> [Extracted data]

----------------

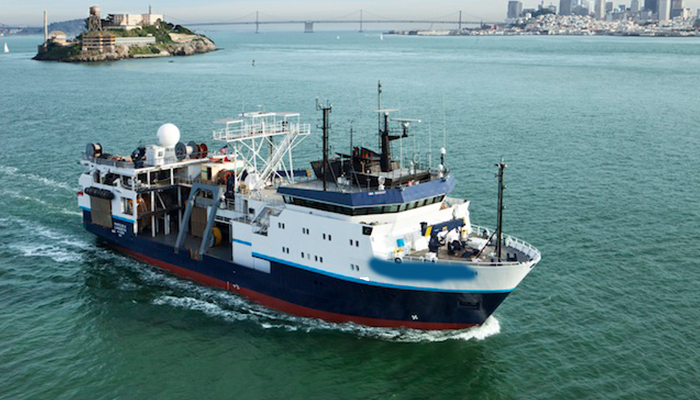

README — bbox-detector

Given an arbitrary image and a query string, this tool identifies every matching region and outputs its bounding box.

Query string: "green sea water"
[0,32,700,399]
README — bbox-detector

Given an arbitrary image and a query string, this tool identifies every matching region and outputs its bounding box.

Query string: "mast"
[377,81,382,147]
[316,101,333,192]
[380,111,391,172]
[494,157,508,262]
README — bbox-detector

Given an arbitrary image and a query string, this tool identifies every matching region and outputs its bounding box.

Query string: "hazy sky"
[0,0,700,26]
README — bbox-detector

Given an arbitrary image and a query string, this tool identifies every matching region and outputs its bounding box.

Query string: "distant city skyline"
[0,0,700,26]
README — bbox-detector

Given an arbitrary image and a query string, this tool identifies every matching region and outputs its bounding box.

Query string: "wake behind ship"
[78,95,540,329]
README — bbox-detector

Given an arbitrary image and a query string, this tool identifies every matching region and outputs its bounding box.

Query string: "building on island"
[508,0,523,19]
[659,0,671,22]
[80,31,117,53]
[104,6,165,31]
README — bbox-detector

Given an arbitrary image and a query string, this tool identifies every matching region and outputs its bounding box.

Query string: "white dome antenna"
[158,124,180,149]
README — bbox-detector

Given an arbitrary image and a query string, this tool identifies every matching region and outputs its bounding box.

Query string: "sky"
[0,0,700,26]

----------------

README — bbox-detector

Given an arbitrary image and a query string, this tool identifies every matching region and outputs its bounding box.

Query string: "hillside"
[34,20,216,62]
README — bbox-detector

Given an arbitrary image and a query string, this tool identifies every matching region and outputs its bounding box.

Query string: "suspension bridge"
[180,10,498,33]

----------------

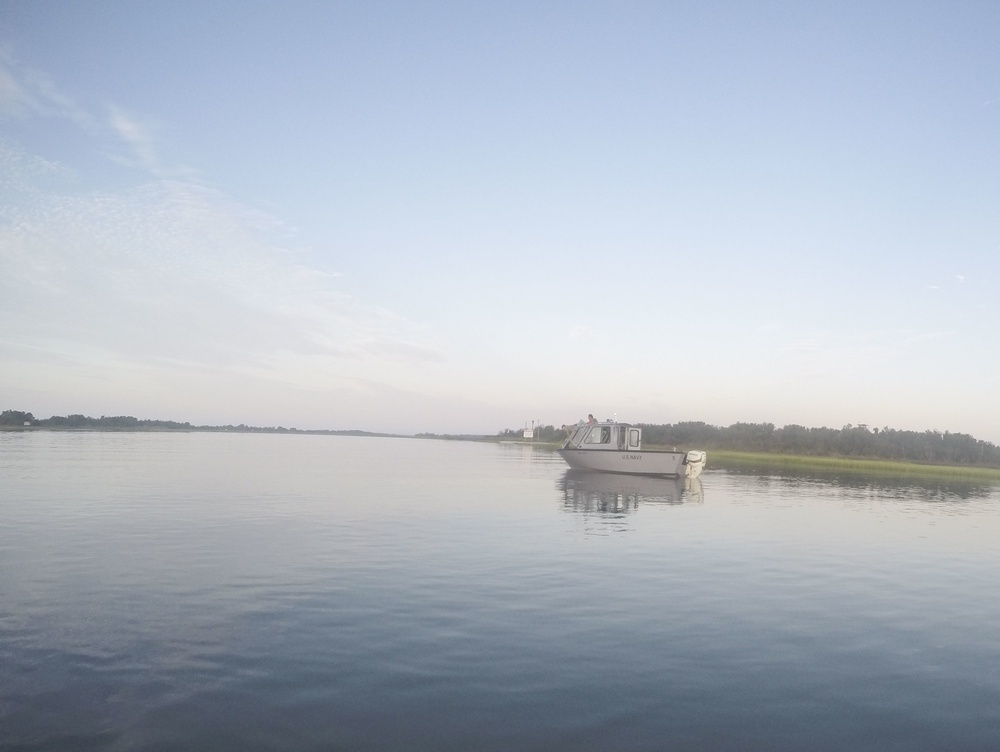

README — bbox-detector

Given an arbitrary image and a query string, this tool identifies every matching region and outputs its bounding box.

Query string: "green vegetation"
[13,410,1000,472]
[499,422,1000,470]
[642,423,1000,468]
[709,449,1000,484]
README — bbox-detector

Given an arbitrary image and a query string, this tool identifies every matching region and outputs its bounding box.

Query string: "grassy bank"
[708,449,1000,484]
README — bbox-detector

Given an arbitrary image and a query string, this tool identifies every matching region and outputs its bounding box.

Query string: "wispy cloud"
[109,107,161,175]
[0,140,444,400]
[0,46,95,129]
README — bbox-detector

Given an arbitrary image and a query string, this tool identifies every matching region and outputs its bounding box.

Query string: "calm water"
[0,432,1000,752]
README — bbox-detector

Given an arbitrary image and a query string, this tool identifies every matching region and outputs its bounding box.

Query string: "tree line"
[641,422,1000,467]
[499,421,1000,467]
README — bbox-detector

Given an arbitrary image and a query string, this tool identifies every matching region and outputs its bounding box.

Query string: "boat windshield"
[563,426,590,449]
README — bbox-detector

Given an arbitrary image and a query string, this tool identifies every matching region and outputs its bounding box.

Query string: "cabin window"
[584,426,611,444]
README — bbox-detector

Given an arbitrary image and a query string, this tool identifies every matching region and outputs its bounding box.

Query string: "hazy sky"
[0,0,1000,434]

----------------

Report how many lines of the data above contain the string "green", treating uppercase and lowercase as distinct. Give only the number.

2